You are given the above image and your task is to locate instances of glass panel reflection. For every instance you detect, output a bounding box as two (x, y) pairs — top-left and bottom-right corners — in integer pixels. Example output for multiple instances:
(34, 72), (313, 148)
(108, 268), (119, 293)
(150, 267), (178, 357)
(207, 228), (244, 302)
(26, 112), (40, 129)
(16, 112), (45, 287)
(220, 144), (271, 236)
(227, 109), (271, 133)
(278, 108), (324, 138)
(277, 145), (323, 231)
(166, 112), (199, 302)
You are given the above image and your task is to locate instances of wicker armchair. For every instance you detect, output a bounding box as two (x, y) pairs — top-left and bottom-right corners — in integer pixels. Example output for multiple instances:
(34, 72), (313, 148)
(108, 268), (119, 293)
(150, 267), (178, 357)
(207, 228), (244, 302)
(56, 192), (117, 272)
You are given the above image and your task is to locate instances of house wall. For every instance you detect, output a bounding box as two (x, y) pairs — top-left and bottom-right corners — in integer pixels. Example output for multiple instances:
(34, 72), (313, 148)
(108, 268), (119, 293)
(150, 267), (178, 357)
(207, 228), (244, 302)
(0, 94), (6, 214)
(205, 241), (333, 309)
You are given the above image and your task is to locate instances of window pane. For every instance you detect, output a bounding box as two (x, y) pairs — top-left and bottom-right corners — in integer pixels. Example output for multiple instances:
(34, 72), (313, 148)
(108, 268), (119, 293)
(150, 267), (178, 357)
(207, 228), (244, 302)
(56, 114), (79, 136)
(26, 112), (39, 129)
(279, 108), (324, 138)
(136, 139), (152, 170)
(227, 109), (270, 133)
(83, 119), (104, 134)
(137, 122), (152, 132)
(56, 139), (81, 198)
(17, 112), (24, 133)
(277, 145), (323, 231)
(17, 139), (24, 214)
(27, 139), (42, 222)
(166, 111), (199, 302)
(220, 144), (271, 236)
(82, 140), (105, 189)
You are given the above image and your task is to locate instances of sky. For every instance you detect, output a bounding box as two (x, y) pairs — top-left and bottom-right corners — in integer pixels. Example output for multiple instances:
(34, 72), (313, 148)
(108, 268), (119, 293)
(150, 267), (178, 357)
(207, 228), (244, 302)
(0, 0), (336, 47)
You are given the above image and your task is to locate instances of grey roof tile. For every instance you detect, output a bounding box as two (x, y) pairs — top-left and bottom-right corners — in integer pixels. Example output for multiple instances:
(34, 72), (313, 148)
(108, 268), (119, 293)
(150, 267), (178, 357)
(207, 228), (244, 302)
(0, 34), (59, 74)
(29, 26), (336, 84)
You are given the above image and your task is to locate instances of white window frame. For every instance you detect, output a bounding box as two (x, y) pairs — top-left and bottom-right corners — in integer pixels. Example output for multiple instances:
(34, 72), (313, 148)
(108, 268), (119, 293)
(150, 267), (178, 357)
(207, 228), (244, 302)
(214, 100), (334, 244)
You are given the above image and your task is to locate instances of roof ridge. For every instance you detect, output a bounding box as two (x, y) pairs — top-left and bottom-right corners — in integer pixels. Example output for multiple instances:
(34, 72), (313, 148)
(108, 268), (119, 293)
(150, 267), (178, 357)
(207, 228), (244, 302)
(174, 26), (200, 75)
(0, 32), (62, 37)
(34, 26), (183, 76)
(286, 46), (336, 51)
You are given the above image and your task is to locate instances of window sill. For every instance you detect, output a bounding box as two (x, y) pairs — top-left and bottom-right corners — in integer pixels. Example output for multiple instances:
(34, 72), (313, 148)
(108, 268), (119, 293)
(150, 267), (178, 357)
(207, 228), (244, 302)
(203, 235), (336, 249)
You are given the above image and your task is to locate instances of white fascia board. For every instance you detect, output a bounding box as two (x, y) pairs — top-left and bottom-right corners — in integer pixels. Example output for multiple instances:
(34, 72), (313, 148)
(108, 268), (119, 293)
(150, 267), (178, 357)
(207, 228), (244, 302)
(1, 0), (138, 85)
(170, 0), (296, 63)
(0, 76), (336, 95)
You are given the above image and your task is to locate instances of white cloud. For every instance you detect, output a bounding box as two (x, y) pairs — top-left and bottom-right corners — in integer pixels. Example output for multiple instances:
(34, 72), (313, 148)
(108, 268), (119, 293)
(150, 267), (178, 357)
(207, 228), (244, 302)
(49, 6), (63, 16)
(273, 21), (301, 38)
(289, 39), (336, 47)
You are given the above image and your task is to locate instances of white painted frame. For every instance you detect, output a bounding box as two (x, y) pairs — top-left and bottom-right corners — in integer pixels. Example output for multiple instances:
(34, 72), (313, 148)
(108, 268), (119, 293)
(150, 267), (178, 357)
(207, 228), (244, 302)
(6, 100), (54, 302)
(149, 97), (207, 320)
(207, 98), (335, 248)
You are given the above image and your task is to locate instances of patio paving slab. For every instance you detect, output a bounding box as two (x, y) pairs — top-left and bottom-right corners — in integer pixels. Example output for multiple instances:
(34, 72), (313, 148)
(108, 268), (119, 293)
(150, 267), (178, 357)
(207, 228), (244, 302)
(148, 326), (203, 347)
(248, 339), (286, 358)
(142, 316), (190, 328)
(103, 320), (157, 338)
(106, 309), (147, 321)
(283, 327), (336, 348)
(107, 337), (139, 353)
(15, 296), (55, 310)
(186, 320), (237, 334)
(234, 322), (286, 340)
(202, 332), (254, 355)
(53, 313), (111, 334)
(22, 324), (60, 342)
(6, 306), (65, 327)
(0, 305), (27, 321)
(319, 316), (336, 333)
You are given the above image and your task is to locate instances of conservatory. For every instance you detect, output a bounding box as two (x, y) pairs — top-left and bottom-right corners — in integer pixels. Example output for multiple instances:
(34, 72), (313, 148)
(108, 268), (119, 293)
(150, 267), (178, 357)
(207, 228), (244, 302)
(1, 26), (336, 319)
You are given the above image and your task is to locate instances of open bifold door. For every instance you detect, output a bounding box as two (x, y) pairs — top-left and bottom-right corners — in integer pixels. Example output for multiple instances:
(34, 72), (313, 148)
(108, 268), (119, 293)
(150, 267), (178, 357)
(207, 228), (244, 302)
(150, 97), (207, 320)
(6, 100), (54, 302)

● Stated goal
Rewrite the lines from the first one through the line containing "(16, 112), (45, 287)", both included, as a Markdown table with the columns No. and Line. Number each row and leave out blank lines.

● Result of this task
| No. | Line |
|---|---|
| 1 | You are given the above image and your task is to locate instances of glass panel reflection. For every instance you detect, output a bounding box as two (x, y) pairs — top-left and bottom-right corners — in integer pixels. Example output for multiple instances: |
| 2 | (34, 72), (313, 148) |
| 3 | (108, 268), (119, 293) |
| 4 | (150, 267), (178, 357) |
| 5 | (207, 228), (244, 302) |
| 6 | (26, 112), (40, 129) |
| 7 | (16, 112), (45, 287) |